» **BRIEF**: Return each line of the items that contains the string "windshield". Case matters.

═══ EXERCISE MATERIAL

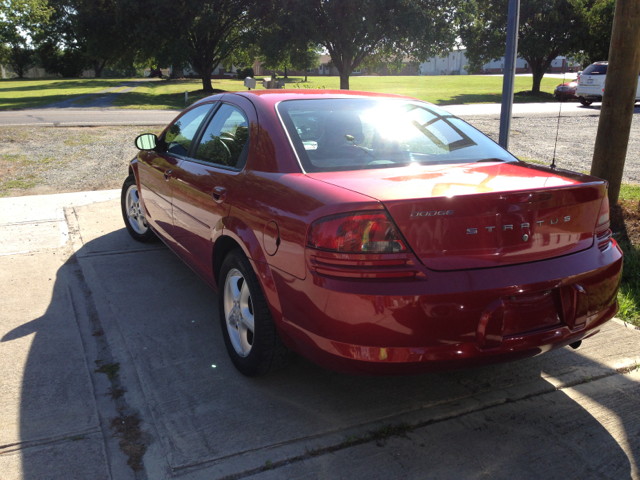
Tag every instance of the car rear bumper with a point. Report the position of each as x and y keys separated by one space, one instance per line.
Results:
x=448 y=320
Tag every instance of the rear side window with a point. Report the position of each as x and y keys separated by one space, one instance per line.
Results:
x=595 y=70
x=226 y=139
x=180 y=135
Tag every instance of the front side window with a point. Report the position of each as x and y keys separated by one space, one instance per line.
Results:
x=355 y=134
x=226 y=139
x=180 y=135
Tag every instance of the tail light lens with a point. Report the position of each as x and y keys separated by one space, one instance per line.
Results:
x=603 y=232
x=358 y=232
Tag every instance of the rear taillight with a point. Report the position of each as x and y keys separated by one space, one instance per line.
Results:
x=359 y=232
x=603 y=232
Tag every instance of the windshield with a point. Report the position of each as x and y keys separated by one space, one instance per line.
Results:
x=595 y=70
x=354 y=134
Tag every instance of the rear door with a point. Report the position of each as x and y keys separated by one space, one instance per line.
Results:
x=206 y=182
x=156 y=168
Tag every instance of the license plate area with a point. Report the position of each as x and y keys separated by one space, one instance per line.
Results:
x=532 y=311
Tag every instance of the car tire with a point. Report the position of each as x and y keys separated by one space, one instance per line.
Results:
x=133 y=214
x=242 y=306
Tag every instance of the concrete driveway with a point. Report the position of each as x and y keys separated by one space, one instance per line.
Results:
x=114 y=367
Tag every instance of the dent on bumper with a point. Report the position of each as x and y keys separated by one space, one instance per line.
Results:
x=435 y=323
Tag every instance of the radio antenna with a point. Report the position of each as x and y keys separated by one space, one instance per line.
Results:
x=555 y=146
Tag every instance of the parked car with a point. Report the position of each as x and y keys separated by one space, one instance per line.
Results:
x=591 y=84
x=566 y=91
x=373 y=233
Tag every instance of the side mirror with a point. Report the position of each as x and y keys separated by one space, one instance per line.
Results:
x=146 y=141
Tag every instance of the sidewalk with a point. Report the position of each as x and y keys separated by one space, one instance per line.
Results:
x=112 y=357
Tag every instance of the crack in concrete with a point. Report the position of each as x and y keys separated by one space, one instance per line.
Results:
x=400 y=429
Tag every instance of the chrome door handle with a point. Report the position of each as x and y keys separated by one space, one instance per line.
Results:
x=219 y=193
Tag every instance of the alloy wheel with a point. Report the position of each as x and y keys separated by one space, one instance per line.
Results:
x=134 y=211
x=238 y=312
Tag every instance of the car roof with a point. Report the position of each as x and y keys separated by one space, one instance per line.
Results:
x=271 y=97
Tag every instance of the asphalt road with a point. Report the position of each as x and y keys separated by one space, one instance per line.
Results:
x=74 y=117
x=77 y=117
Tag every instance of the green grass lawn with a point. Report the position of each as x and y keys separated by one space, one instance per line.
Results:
x=31 y=93
x=441 y=90
x=169 y=94
x=629 y=293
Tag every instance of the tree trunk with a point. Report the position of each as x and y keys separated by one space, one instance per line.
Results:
x=616 y=114
x=98 y=67
x=538 y=73
x=344 y=80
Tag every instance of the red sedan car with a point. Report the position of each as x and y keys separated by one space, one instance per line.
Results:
x=373 y=233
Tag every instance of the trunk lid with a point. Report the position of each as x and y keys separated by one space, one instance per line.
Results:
x=484 y=214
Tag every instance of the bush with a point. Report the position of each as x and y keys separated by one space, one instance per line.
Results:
x=245 y=72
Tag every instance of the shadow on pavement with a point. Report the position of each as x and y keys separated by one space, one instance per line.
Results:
x=205 y=413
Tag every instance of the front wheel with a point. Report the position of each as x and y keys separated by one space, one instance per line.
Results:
x=132 y=212
x=250 y=336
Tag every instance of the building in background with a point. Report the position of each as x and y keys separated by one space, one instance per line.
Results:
x=455 y=62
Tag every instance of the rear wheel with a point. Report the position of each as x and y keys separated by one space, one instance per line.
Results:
x=250 y=336
x=132 y=212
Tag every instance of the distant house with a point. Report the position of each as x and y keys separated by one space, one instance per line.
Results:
x=454 y=64
x=325 y=68
x=218 y=72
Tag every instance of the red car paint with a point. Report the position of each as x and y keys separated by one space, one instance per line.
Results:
x=453 y=299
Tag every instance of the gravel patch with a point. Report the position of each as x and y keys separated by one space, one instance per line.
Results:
x=534 y=137
x=40 y=160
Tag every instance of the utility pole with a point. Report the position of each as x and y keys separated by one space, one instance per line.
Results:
x=511 y=54
x=621 y=83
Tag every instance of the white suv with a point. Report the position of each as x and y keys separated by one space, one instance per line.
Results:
x=591 y=84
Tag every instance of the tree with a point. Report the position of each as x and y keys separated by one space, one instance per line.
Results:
x=616 y=116
x=597 y=16
x=84 y=34
x=305 y=59
x=200 y=33
x=19 y=20
x=548 y=28
x=352 y=30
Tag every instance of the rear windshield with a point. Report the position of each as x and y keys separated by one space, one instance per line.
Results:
x=595 y=70
x=356 y=134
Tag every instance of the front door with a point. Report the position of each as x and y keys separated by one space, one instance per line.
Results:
x=206 y=182
x=156 y=169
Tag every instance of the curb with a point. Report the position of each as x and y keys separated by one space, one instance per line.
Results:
x=626 y=325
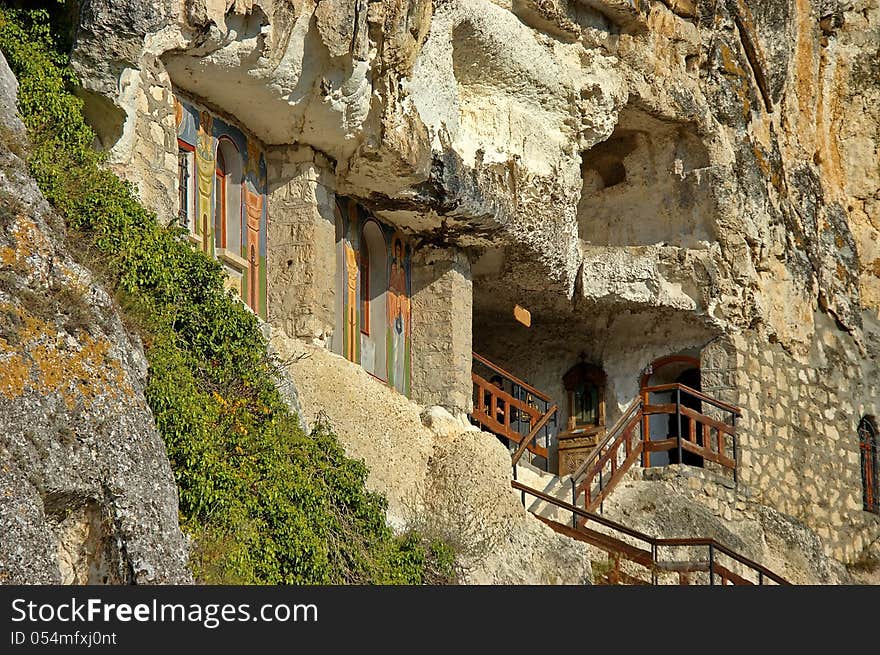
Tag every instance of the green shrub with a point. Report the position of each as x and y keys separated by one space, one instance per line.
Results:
x=264 y=502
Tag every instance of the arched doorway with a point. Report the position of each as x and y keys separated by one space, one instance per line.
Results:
x=373 y=314
x=671 y=369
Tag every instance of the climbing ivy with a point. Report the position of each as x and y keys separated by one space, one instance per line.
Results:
x=263 y=501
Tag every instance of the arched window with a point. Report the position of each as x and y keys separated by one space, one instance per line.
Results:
x=228 y=215
x=220 y=200
x=870 y=464
x=373 y=266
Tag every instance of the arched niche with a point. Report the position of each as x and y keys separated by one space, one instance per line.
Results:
x=373 y=300
x=340 y=283
x=228 y=178
x=672 y=369
x=585 y=403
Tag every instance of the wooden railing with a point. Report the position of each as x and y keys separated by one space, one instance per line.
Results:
x=513 y=409
x=629 y=439
x=646 y=554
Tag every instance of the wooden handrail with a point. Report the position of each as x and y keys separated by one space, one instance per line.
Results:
x=532 y=434
x=513 y=378
x=696 y=394
x=653 y=541
x=609 y=437
x=506 y=397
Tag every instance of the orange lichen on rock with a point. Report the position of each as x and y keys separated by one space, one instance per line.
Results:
x=45 y=364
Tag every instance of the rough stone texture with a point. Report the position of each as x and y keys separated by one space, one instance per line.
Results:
x=301 y=250
x=448 y=479
x=799 y=444
x=86 y=491
x=442 y=301
x=678 y=501
x=645 y=178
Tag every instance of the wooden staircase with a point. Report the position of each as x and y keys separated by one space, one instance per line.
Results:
x=638 y=558
x=712 y=438
x=634 y=557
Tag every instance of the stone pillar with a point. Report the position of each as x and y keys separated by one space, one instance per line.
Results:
x=301 y=255
x=442 y=317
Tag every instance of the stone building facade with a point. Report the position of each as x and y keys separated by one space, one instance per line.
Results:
x=649 y=180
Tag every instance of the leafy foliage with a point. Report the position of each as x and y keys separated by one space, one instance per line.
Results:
x=264 y=502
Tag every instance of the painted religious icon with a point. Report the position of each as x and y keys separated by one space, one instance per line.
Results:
x=205 y=175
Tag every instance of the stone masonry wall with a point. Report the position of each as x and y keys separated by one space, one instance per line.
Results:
x=442 y=309
x=798 y=442
x=301 y=252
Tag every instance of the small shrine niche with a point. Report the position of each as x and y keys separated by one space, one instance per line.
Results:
x=585 y=390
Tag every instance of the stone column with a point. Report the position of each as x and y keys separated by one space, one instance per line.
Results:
x=442 y=316
x=301 y=255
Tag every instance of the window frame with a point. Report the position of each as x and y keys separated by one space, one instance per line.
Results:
x=189 y=152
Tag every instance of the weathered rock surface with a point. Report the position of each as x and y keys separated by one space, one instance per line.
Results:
x=449 y=479
x=86 y=490
x=645 y=177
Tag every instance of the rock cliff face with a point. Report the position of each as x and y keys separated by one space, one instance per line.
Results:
x=86 y=491
x=646 y=177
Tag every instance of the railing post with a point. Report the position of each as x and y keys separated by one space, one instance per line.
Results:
x=678 y=419
x=654 y=564
x=735 y=460
x=711 y=565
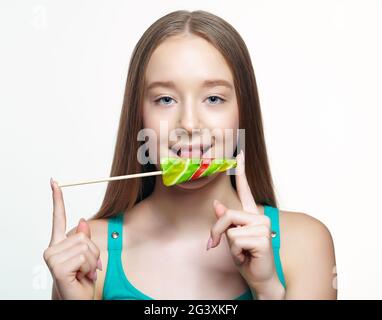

══════

» **WRITTEN REPLY**:
Tag every instance of the windshield with a point. Report the position of each as x and y keys separated by one space, one instance per line.
Tag every instance of the rear windshield with a point. Report the position of each as x and y keys separated by one space, one instance per line.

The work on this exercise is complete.